■ TEXT EXTRACT:
-- Begin --

Ask HN: Why do I perform better in video games when I don't wear a headset? - SonicsLegs
Hey guys,<p>I&#x27;m a mid-twenties software engineer who plays a lot of video games in my spare time. Games of choice are mostly FPS titles (e.g. Overwatch, CS:GO) and I tend to be competitive when I play. In case it&#x27;s relevant, I also have a particularly vicious case of ADHD.<p>The nature of the games I play make a headset effectively mandatory, as sound cues are particularly important. That being the case, I&#x27;ve noticed that, for some reason that I can&#x27;t pin down, I tend to perform better overall in-game when I&#x27;m not wearing a headset. Specifically, when I don&#x27;t wear a headset, I:<p>- Auto-pilot less (I think more about my objectives, how I want to execute, and what I&#x27;m doing in general)
- Tense up less during &quot;stressful situations&quot; (I&#x27;m generally overall calmer)
- Seem to aim&#x2F;track targets better (likely a result of the above; my mouse arm is more relaxed)

-- End --

■ PROMPT A:
Using the forum post about headsets, write out the passage starting with "- Tense up less" and going on through "is more relaxed)", substituting "enemies" for "targets".
■ PROMPT B:
Answer these questions from the forum post about headsets:
(i) What kind of games does the poster mostly play?
(ii) Why is a headset effectively mandatory for those games?
(iii) How does the poster describe their mouse arm when not wearing a headset?
■ PROMPT C:
List every change in play that the forum post about headsets says happens when the poster doesn't wear a headset.

■ PROVIDED DATA:
-- Begin --

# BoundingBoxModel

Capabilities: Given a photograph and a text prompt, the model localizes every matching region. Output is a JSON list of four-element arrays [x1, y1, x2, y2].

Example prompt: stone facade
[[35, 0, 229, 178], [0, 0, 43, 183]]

-- End --

■ ANSWER A:
- Tense up less during &quot;stressful situations&quot; (I&#x27;m generally overall calmer)
- Seem to aim&#x2F;track enemies better (likely a result of the above; my mouse arm is more relaxed)

■ ANSWER B:
(i) Mostly FPS titles, such as Overwatch and CS:GO.
(ii) Sound cues are particularly important.
(iii) More relaxed.

■ ANSWER C:
- Auto-pilots less
- Tenses up less during "stressful situations"
- Seems to aim/track targets better